WHAT TO WORK ON — Return all of the rows below word for word, but leave out the pictures.

DATASET CONTENT —
— start —
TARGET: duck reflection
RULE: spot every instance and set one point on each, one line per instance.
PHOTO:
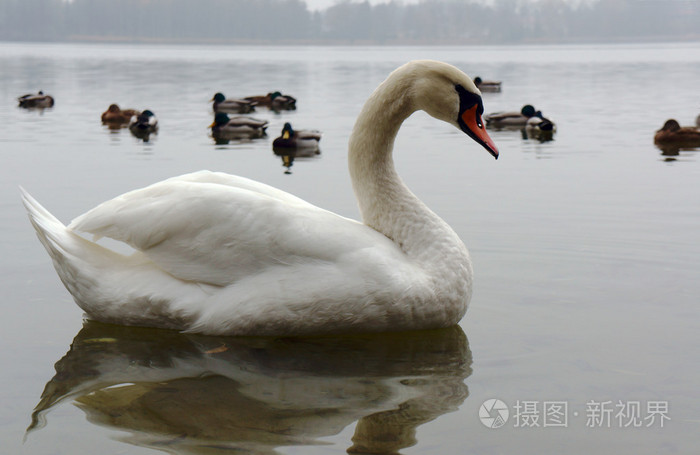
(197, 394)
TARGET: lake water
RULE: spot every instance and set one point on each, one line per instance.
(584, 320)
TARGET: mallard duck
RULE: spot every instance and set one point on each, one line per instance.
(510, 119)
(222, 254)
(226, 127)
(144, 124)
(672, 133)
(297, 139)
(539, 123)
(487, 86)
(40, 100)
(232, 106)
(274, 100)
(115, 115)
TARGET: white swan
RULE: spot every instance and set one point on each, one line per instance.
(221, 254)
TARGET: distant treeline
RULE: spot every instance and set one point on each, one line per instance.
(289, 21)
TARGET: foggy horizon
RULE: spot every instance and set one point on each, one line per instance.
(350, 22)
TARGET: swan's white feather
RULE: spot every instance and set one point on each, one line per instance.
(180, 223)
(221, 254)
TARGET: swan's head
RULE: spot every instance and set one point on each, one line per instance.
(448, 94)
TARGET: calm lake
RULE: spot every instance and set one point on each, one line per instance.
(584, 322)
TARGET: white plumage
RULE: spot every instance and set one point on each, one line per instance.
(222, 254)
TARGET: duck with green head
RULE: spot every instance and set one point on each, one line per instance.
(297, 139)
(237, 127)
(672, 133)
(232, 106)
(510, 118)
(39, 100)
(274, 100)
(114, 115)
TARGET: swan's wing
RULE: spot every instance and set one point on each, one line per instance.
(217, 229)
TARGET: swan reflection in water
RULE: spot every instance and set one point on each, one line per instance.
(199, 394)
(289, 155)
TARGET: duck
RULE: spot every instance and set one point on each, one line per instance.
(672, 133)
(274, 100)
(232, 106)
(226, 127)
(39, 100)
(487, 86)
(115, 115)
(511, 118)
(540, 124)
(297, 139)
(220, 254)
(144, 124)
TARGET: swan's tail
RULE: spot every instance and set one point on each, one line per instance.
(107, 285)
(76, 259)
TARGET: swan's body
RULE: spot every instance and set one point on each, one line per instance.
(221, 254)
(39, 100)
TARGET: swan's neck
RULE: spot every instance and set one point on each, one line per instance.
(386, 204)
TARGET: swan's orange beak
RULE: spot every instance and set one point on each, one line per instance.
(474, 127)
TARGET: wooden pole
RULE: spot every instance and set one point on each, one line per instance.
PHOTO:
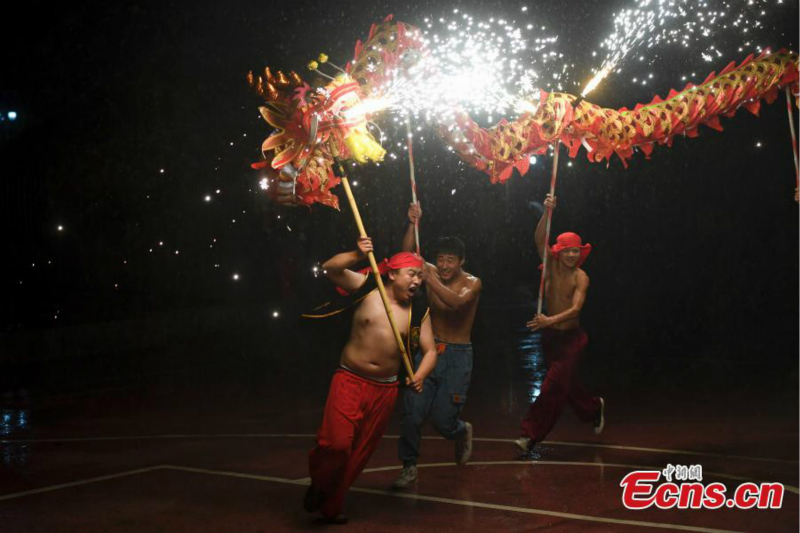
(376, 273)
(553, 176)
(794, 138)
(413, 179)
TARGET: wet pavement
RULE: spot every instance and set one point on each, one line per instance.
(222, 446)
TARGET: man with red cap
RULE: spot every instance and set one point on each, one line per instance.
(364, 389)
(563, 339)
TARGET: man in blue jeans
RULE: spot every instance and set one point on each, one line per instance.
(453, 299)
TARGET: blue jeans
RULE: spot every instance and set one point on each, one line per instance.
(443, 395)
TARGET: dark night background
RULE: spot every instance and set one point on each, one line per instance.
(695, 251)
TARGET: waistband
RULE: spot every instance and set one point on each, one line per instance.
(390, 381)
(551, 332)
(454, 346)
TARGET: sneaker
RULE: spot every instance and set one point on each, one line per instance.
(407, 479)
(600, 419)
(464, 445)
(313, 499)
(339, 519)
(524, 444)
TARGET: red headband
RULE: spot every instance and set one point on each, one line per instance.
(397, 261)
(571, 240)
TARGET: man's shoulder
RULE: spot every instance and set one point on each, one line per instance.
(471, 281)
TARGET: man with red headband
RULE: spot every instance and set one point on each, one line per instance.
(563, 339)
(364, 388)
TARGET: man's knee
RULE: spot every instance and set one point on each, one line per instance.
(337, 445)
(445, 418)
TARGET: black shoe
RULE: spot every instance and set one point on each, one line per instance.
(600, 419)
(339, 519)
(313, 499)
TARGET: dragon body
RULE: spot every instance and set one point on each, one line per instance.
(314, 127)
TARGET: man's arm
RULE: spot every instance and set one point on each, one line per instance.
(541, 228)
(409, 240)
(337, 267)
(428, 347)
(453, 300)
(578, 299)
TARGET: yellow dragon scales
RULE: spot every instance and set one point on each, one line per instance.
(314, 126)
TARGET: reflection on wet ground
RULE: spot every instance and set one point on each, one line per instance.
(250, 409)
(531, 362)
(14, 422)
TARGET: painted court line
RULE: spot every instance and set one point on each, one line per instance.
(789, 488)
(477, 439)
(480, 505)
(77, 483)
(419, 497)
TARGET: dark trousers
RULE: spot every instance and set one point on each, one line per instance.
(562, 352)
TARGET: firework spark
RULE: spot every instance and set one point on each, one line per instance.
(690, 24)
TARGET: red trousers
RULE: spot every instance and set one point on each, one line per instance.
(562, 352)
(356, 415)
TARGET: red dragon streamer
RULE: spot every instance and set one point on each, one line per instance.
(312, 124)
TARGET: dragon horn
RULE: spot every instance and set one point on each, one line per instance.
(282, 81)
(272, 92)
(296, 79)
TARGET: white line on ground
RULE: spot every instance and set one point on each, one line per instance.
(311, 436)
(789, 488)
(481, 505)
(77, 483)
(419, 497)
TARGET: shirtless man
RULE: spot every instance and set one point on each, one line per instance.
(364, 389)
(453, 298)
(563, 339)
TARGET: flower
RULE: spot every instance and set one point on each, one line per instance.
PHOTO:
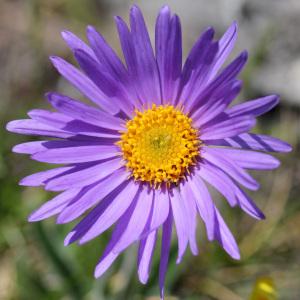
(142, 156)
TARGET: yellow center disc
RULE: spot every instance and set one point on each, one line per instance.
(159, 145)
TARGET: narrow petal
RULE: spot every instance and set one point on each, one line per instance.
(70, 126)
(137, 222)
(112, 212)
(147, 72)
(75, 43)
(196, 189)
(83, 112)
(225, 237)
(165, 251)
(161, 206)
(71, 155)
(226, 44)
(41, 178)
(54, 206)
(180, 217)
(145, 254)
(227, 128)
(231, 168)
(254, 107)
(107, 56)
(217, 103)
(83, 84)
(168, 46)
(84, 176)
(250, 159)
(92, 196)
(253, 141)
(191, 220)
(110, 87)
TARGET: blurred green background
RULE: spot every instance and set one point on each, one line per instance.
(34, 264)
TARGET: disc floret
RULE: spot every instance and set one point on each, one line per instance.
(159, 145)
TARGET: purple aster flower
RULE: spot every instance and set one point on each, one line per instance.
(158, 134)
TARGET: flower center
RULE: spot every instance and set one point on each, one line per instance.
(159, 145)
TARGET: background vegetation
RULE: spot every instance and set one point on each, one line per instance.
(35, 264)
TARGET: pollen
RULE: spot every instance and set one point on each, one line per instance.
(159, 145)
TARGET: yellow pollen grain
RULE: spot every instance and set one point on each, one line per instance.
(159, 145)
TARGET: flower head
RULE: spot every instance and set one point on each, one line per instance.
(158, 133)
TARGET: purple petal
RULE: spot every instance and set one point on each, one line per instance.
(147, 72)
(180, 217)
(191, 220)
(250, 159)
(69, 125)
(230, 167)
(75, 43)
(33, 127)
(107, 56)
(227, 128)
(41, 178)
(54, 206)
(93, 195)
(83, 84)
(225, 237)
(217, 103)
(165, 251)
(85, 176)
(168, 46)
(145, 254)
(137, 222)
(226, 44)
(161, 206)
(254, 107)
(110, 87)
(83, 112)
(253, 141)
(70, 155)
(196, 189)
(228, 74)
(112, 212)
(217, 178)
— end —
FULL RESPONSE —
TARGET: duck reflection
RULE: spot every instance and set one point on each, one line per instance.
PHOTO:
(197, 394)
TARGET: lake water
RULE: spot every instance and set one point on each, one line per instance.
(584, 320)
TARGET: mallard duck
RULE: spot every instance and set one point on each, one line per instance.
(510, 119)
(222, 254)
(226, 127)
(144, 124)
(672, 133)
(297, 139)
(539, 123)
(487, 86)
(40, 100)
(232, 106)
(274, 100)
(115, 115)
TARGET: white swan
RULE: spot every instance and set one point on each, one line per instance.
(221, 254)
TARGET: distant treeline
RULE: spot every instance and set one point on each, one line per instance.
(289, 21)
TARGET: foggy horizon
RULE: spot every instance and set one point on each, one line per instance.
(350, 22)
TARGET: swan's white feather
RULE: spot every instance and set one point on each, one line per instance.
(180, 223)
(221, 254)
TARGET: swan's head
RULE: spot every instance and set one point on each, one line per instance.
(448, 94)
TARGET: calm lake
RULE: spot every instance and set one point on each, one line per instance.
(584, 322)
TARGET: white plumage
RULE: spot every instance and set one point on each, one line per instance.
(222, 254)
TARGET: duck with green head
RULE: spot every instance and set one point on each, one line per instance.
(297, 139)
(237, 127)
(672, 133)
(232, 106)
(510, 118)
(39, 100)
(274, 100)
(114, 115)
TARGET: swan's wing
RULE: spot every instance and set one point on each, one line per instance.
(217, 229)
TARGET: swan reflection in water
RULE: spot every instance and set one point on each, one line per instance.
(199, 394)
(289, 155)
TARGET: duck
RULE: spot every instance and set one point on each, one line per instance.
(672, 133)
(274, 100)
(232, 106)
(226, 127)
(39, 100)
(487, 86)
(115, 115)
(511, 118)
(540, 124)
(297, 139)
(220, 254)
(144, 124)
TARGET: swan's tail
RULE: spot every instance and set one point on each, one line per instance.
(107, 285)
(76, 259)
TARGET: swan's body
RULE: spot every instance and set one point on each, one line per instance.
(221, 254)
(39, 100)
TARGET: swan's neck
RULE: spot every instance and set one point on each, one line per instance.
(386, 204)
TARGET: swan's orange beak
RULE: spot every instance and set one point on each, one line per instance.
(474, 127)
TARGET: wooden pole
RULE: spot every instance and set one point on each, one line per instance.
PHOTO:
(376, 273)
(553, 176)
(794, 138)
(413, 179)
TARGET: wet pavement
RULE: spot every instance and set one point on each, one line per instance.
(222, 446)
TARGET: man with red cap
RULE: spot every instance and set one point on each, one line per instance.
(364, 389)
(563, 339)
TARGET: man in blue jeans
RULE: spot every instance and set one point on each, one line per instance.
(453, 299)
TARGET: blue jeans
RULE: spot every instance and set one point on each, one line per instance.
(443, 395)
TARGET: dark night background
RULE: spot every instance and set one point on each, one line per instance.
(695, 251)
TARGET: waistband
RULE: spot every instance and set one point on each, one line per instance.
(390, 381)
(551, 332)
(454, 346)
TARGET: sneaker
RULE: spot every instance and set one point on each, one line per instance.
(407, 479)
(600, 419)
(464, 445)
(313, 499)
(339, 519)
(524, 444)
TARGET: red headband
RULE: spot every instance and set one point on each, one line per instance.
(397, 261)
(571, 240)
TARGET: man's shoulder
RULE: spot every instance and set one point on each, one line per instance.
(471, 281)
TARGET: man with red headband
RULE: spot every instance and set one point on each, one line per instance.
(563, 339)
(364, 388)
TARGET: man's knee
RULE: spot every instance and set one point on each, one line per instance.
(337, 445)
(445, 418)
TARGET: black shoe
RULE: spot every instance and set one point on each, one line per instance.
(600, 419)
(339, 519)
(313, 499)
TARGET: dragon body
RULE: spot every instance and set one point on each, one line per instance.
(314, 127)
TARGET: man's arm
RULE: spot every instance and set one point on each, one line per instance.
(541, 228)
(409, 240)
(337, 267)
(428, 347)
(453, 300)
(578, 299)
TARGET: yellow dragon scales
RULE: spot every instance and set one point on each, one line per instance.
(314, 126)
TARGET: reflection on wet ground
RULE: spot every instance and set one point on each, one line per instance.
(250, 409)
(531, 362)
(14, 422)
TARGET: painted court line
RULE: spot every instance and set one point on each, one line per instance.
(789, 488)
(477, 439)
(480, 505)
(77, 483)
(419, 497)
TARGET: dark trousers
RULE: spot every instance and set one point on each, one line per instance.
(562, 352)
TARGET: firework spark
RULE: spot every instance and set one point on each, one line per instance.
(690, 24)
TARGET: red trousers
RULE: spot every instance and set one point on each, one line per instance.
(562, 352)
(356, 415)
TARGET: red dragon streamer
RULE: spot every instance and set one point on each, one line per instance.
(312, 124)
TARGET: dragon horn
RULE: spot every instance and set one point on each, one line per instance.
(282, 81)
(272, 92)
(296, 79)
TARGET: white line on ground
RULE: spot every instance and set one point on each, one line per instance.
(311, 436)
(789, 488)
(481, 505)
(77, 483)
(419, 497)
TARGET: shirtless man
RULE: spot every instance and set one point on each, one line per instance.
(364, 389)
(453, 298)
(563, 339)
TARGET: flower
RULE: spot every instance and set one point on each, one line per instance.
PHOTO:
(142, 156)
TARGET: yellow center disc
RULE: spot every instance and set one point on each, one line per instance.
(159, 145)
TARGET: narrow petal
RULE: spot every instance and set one point on each, one line per instance.
(70, 126)
(137, 222)
(112, 212)
(147, 72)
(75, 43)
(196, 189)
(83, 112)
(225, 237)
(165, 251)
(161, 206)
(71, 155)
(226, 44)
(41, 178)
(54, 206)
(180, 217)
(145, 254)
(227, 128)
(231, 168)
(254, 107)
(107, 56)
(217, 103)
(83, 84)
(168, 46)
(84, 176)
(250, 159)
(92, 196)
(253, 141)
(191, 220)
(110, 87)
TARGET: blurred green background
RULE: spot every instance and set one point on each, one line per instance.
(34, 264)
TARGET: disc floret
RULE: spot every instance and set one point on each, one line per instance.
(159, 145)
TARGET: purple aster flower
RULE: spot every instance and set one point on each, one line per instance.
(158, 134)
TARGET: flower center
RULE: spot every instance and set one point on each, one line per instance.
(159, 145)
TARGET: background vegetation
RULE: spot every instance and set one point on each, one line per instance.
(35, 264)
TARGET: pollen
RULE: spot every instance and set one point on each, one line per instance.
(159, 145)
TARGET: yellow pollen grain
RULE: spot every instance and set one point on each, one line per instance.
(159, 145)
TARGET: flower head
RULE: spot every instance and set one point on each, one line per instance.
(158, 133)
TARGET: purple petal
RULE: spot every instance and set one point on each, one line per instance.
(147, 72)
(180, 217)
(191, 220)
(250, 159)
(69, 125)
(230, 167)
(75, 43)
(33, 127)
(107, 56)
(227, 128)
(41, 178)
(54, 206)
(93, 195)
(83, 84)
(225, 237)
(217, 103)
(165, 251)
(85, 176)
(168, 46)
(145, 254)
(137, 222)
(226, 44)
(161, 206)
(254, 107)
(110, 87)
(83, 112)
(253, 141)
(70, 155)
(196, 189)
(228, 74)
(112, 212)
(217, 178)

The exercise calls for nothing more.